REQUIRED ACTION: Print the records below exactly. Omit every picture.

=== EXCERPTED DATA ===

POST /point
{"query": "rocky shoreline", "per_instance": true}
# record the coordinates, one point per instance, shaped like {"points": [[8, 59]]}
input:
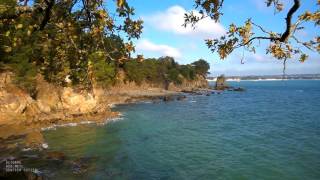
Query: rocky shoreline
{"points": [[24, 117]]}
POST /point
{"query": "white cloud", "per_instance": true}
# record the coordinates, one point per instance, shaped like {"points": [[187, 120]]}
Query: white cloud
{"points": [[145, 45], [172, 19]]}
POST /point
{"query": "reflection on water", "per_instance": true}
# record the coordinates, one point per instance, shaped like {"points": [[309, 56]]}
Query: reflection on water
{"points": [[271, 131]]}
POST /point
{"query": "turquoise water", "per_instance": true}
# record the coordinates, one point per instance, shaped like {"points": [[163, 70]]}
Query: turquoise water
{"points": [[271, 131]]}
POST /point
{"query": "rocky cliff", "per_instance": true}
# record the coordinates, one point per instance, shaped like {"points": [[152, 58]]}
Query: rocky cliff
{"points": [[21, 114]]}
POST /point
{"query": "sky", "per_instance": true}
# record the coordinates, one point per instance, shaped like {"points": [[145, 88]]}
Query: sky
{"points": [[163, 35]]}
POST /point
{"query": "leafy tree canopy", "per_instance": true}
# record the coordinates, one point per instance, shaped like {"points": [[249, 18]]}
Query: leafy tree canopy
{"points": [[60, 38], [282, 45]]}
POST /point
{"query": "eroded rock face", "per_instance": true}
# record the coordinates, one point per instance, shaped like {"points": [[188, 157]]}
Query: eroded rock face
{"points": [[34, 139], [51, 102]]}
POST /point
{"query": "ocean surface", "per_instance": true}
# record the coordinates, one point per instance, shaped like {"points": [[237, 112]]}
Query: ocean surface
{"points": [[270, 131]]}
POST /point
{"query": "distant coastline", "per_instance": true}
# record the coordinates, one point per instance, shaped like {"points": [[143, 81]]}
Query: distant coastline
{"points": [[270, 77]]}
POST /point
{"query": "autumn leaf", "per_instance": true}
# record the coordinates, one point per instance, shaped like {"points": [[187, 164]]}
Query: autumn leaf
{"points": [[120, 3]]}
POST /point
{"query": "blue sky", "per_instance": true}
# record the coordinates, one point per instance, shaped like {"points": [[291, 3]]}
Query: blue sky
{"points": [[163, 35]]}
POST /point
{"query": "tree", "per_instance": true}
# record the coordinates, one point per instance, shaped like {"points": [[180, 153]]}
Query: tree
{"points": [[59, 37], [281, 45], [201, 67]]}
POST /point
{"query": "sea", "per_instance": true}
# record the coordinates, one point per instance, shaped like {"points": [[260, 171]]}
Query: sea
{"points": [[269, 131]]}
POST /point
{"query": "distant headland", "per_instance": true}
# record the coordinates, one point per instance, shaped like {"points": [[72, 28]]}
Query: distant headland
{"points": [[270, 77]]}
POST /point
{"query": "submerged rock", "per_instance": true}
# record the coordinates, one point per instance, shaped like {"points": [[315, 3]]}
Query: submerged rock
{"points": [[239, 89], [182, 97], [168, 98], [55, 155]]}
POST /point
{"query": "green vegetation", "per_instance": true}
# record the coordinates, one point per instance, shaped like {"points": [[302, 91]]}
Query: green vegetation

===

ANSWER BOX:
POST /point
{"query": "rocky shoreline", "per_instance": true}
# record the coordinates, one point per instance, shaped like {"points": [[8, 59]]}
input:
Query: rocky shoreline
{"points": [[24, 117]]}
POST /point
{"query": "white cloud", "per_instance": true}
# record the coordinates, one point per instance, shaped like {"points": [[187, 120]]}
Query: white cloud
{"points": [[145, 45], [172, 19]]}
POST /point
{"query": "reflection on water", "per_instance": true}
# record the coordinates, one point per instance, shaped like {"points": [[309, 56]]}
Query: reflection on water
{"points": [[271, 131]]}
POST /point
{"query": "turquoise water", "per_instance": true}
# record the coordinates, one point per instance, shaped like {"points": [[163, 70]]}
Query: turquoise water
{"points": [[271, 131]]}
POST /point
{"query": "rocky cliff", "per_instance": true}
# record the coordinates, one point per instance, shaped like {"points": [[152, 58]]}
Query: rocky cliff
{"points": [[21, 114]]}
POST /point
{"query": "sky", "per_instance": true}
# record the coordinates, one point per instance, shaped like {"points": [[145, 88]]}
Query: sky
{"points": [[163, 35]]}
POST /point
{"query": "leafy tree canopy", "per_instance": true}
# record the coordinates, one point per instance, shaped like {"points": [[249, 18]]}
Query: leafy tree canopy
{"points": [[60, 38], [282, 45]]}
POST /point
{"query": "eroded rock face", "per_instance": true}
# record the coordinates, one point per instance, shaped like {"points": [[188, 157]]}
Query: eroded rock face
{"points": [[34, 139], [51, 102]]}
POST /point
{"query": "ocean surface", "per_instance": true}
# record the coordinates, one point per instance, shaped like {"points": [[237, 112]]}
Query: ocean surface
{"points": [[270, 131]]}
POST /point
{"query": "distant coastline", "per_instance": true}
# record the coordinates, one point per instance, shaped like {"points": [[143, 81]]}
Query: distant coastline
{"points": [[270, 77]]}
POST /point
{"query": "autumn leaf", "per_instance": true}
# record the coordinates, one point per instance, shaped like {"points": [[187, 164]]}
Query: autumn leaf
{"points": [[120, 3]]}
POST /point
{"query": "blue sky", "per_instance": true}
# record the coordinates, one point per instance, shaped like {"points": [[291, 3]]}
Query: blue sky
{"points": [[163, 35]]}
POST /point
{"query": "tree", "per_instance": true}
# record the coordinates, one point per instance, shaped like {"points": [[180, 153]]}
Query: tree
{"points": [[59, 37], [281, 45], [201, 67]]}
POST /point
{"query": "sea", "per_instance": true}
# record the coordinates, one point per instance, shaped like {"points": [[260, 171]]}
Query: sea
{"points": [[269, 131]]}
POST /point
{"query": "distant headland", "per_instance": true}
# record the coordinates, one point per instance, shaped like {"points": [[72, 28]]}
Query: distant headland
{"points": [[270, 77]]}
POST /point
{"query": "submerged rock", "per_instance": true}
# record the coordinates, one point per instance, shaped like {"points": [[315, 3]]}
Query: submerged rock
{"points": [[239, 89], [182, 97], [168, 98], [55, 155]]}
POST /point
{"query": "green vegetation", "per_instance": true}
# record the coordinates, one point per instance, shaped like {"points": [[302, 91]]}
Query: green vegetation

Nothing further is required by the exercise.